# [Text to read]
# # # #

Few in Russia remember
the Doukhobors, the pacifist Russian Christian sect championed by Leo
Tolstoy over a century ago. In fact, even the name Doukhobor evokes little
reaction.
"It sounds funny. Perhaps it is an evil house spirit?" guessed Mikhail
Grishin, 20, an engineering student in Rostov-on-Don. His grandmother, Maria
Grishina, 80, a retired schoolteacher, does no better. "Doukhobor sounds
like doushegub [murderer]," she
said. Natalia Trifonova, a Rostov University professor, knows of the
Doukhobors. "But they are all gone now," she noted. "To find them you should
go to Canada.
"In fact, the Doukhobors are not all gone. An estimated 40,000 still live in
Russia and the countries of the former Soviet Union. About the same number
live in Western Canada, and a few hundred live in the U.S., according to
Koozma Tarasoff,
a Canadian historian of the Doukhobors and author of 12 books and hundreds
of articles about their culture. Scattered around Russia, Doukhobor
populations are centered in the Tselina region in Rostov oblast, Cherns
region in Tula oblast, near Blagoveshchensk in Amur oblast and the Mirnoye settlement near
Bryansk.

# # # #

# [Extracted entries]
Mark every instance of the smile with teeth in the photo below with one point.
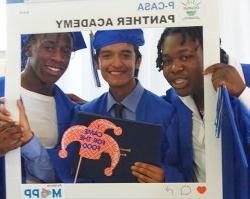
(180, 83)
(116, 72)
(54, 69)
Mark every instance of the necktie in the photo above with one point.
(118, 108)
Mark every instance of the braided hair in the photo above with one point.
(193, 32)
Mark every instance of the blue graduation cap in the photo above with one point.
(104, 38)
(78, 43)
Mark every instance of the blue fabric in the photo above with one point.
(235, 154)
(246, 71)
(65, 115)
(180, 152)
(2, 165)
(104, 38)
(130, 102)
(65, 118)
(235, 143)
(150, 109)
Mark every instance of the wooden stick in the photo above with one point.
(77, 170)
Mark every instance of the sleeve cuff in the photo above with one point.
(245, 98)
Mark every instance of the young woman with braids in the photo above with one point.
(180, 56)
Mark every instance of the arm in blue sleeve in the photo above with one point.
(37, 161)
(170, 159)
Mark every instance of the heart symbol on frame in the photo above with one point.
(201, 189)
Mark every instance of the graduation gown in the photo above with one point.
(151, 109)
(235, 143)
(65, 110)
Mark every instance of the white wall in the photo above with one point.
(235, 28)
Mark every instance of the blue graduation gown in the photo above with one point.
(65, 110)
(2, 173)
(235, 175)
(151, 109)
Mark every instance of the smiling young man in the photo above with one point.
(180, 56)
(45, 58)
(118, 56)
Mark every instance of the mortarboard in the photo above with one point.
(104, 38)
(78, 43)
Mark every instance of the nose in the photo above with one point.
(177, 66)
(57, 55)
(116, 62)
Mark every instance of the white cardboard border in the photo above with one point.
(30, 17)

# # # #

# [Given request 1]
According to the Doukhobor text, how many Doukhobors are estimated to still live in Russia and the countries of the former Soviet Union?
# [Given request 2]
Reproduce the stretch of the Doukhobor text from "Few in Russia" through "go to Canada.".

# [Written response 1]
About 40,000.

# [Written response 2]
Few in Russia remember
the Doukhobors, the pacifist Russian Christian sect championed by Leo
Tolstoy over a century ago. In fact, even the name Doukhobor evokes little
reaction.
"It sounds funny. Perhaps it is an evil house spirit?" guessed Mikhail
Grishin, 20, an engineering student in Rostov-on-Don. His grandmother, Maria
Grishina, 80, a retired schoolteacher, does no better. "Doukhobor sounds
like doushegub [murderer]," she
said. Natalia Trifonova, a Rostov University professor, knows of the
Doukhobors. "But they are all gone now," she noted. "To find them you should
go to Canada.